● **Stated goal A**:
In the passage about Cambridge Electric's transition charge, on what date will the CTC terminate?
● **Stated goal B**:
Rewrite the passage about Cambridge Electric's transition charge from "Through the CTC, Cambridge" up to and including "Restructuring Act.", changing "CTC" to "customer transition charge".
● **Stated goal C**:
Write the next part of the passage about Cambridge Electric's transition charge, picking up after its last sentence.

Through the CTC, Cambridge Electric recovered 75% of net stranded costs
as calculated in its proposal. Cambridge Electric's other rates include a
Supplemental Service Rate, a Standby Service Rate and a Maintenance Service
Rate each of which were approved with only minor changes. Pursuant to its
terms, the CTC will terminate as of March 1, 1998, which is the retail access
date established by the Massachusetts Legislature in its Electric Industry
Restructuring Act.
The Massachusetts Institute of Technology (MIT) appealed the DTE's
ruling approving the CTC to the Massachusetts Supreme Judicial Court (the
SJC), contending, in part, that the DTE lacked authority to approve the CTC,
the DTE's ruling was not supported by subsidiary findings, imposition of the
CTC on MIT constitutes inequitable retroactive ratemaking, and the CTC
violates the Public Utility Regulatory Policies Act (PURPA). On September 18,
1997, the SJC announced its decision remanding the matter to the DTE for
further consideration. The SJC did find that recovery of prudent and
verifiable stranded costs by utility companies is in the public interest and
consistent with PURPA. However, the SJC stated that the insufficiencies of
the DTE's subsidiary findings precluded the SJC from undertaking a meaningful
review of the DTE's calculations that formed the basis of the customer
transition charge. Among the issues that the SJC directed the DTE to consider
further are: the methodology for calculation of stranded costs, why 75% of
stranded costs were allocated to MIT rather than 100%, the prudence of the
stranded costs incurred by Cambridge Electric, and whether Cambridge Electric
took the necessary mitigation efforts to reduce stranded costs. The DTE is in
the process of determining whether to take additional evidence in the remand
or to rely on the record and pleadings already filed. At this time,
management is unable to predict the outcome of this proceeding.
In an earlier legal proceeding involving the CTC, on August 27, 1996,
the United States District Court for the District of Massachusetts (District
Court) granted the motions for summary judgement of Cambridge Electric and the
DTE and dismissed the May 1996 complaint filed by MIT. In its complaint, MIT
had alleged that the CTC approved by the DTE and implemented by Cambridge
Electric violated PURPA. In dismissing MIT's complaint, the District Court
found that MIT's complaint involved an allegation relating to the DTE's
application of PURPA, which is not within the District Court's jurisdiction.

● **Supplied entries**:
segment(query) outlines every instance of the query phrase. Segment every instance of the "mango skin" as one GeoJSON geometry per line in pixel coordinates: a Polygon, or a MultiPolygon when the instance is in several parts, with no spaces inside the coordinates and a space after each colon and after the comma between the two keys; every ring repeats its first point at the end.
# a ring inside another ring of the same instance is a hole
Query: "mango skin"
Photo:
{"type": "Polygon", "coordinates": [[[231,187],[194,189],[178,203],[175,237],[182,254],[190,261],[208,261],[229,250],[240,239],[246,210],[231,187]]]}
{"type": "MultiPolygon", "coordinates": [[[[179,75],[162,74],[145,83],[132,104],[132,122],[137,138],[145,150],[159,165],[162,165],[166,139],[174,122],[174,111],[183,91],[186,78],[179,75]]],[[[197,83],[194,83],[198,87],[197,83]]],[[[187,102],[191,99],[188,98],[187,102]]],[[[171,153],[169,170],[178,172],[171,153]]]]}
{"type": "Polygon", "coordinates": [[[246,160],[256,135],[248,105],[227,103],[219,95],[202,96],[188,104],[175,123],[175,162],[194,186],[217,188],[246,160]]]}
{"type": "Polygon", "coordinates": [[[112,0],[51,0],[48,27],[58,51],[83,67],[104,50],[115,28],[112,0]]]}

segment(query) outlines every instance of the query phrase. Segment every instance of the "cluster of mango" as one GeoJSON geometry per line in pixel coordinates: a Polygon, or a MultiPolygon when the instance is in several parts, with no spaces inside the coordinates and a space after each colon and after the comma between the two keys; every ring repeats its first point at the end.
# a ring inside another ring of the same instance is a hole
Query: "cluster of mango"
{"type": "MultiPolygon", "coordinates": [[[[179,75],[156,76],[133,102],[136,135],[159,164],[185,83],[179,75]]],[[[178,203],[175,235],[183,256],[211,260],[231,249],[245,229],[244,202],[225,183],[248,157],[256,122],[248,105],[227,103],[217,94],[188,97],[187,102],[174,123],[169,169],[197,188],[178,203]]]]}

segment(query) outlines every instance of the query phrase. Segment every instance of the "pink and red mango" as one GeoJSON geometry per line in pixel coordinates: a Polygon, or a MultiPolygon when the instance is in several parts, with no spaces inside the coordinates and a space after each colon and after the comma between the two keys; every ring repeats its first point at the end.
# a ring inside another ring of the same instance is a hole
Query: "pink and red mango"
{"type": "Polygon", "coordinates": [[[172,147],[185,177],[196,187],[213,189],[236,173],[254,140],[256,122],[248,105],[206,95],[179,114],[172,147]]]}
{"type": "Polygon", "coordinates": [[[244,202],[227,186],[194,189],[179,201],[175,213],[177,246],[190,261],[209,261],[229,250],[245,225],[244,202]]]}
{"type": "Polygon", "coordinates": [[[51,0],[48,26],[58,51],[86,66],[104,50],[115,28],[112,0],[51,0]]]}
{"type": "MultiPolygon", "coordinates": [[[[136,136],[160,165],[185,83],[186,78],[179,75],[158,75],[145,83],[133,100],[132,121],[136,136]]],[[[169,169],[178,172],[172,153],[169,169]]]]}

● **Exercise answer A**:
March 1, 1998.

● **Exercise answer B**:
Through the customer transition charge, Cambridge Electric recovered 75% of net stranded costs
as calculated in its proposal. Cambridge Electric's other rates include a
Supplemental Service Rate, a Standby Service Rate and a Maintenance Service
Rate each of which were approved with only minor changes. Pursuant to its
terms, the customer transition charge will terminate as of March 1, 1998, which is the retail access
date established by the Massachusetts Legislature in its Electric Industry
Restructuring Act.

● **Exercise answer C**:
<PAGE 14>
COMMONWEALTH ENERGY SYSTEM AND SUBSIDIARY COMPANIES
Competition
The system continues to develop and implement strategies that deal with
the increasingly competitive environment facing the electric business. The
system's actions in response to the competitive challenges brought on by
electric and gas industry restructuring have been well received by regulators,
business groups and customers. For a more detailed discussion of the DTE's
restructuring order and gas service unbundling efforts, refer to the "Industry
Restructuring" section of Management's Discussion and Analysis of Financial
Condition and Results of Operations filed under Item 7 of this report.
On February 6, 1997, due to the dramatically changing nature of the
electric and gas industries, the System announced the consolidation of
management personnel of Commonwealth Electric, Commonwealth Gas and COM/Energy
Services Company effective on that date. These companies will continue to
operate under their existing company names. The consolidation process for
these companies involved the merging of similar functions and activities to
eliminate duplication in order to create the most efficient and cost-effective
operation possible. In addition, the system initiated a voluntary personnel
reduction program during the second quarter of 1997 which reduced the total
number of regular employees by approximately 13%. Through this and prior work
force reductions and attrition, the system has reduced its full-time work
force approximately 33% since 1990. Also, the introduction of advanced
technologies in the workplace continues to improve customer service and the
system's competitive position. The system has yet to be significantly
impacted by the increase in competition and believes that its current business
strategy and entrance into unregulated markets will have a positive impact in
the near-term.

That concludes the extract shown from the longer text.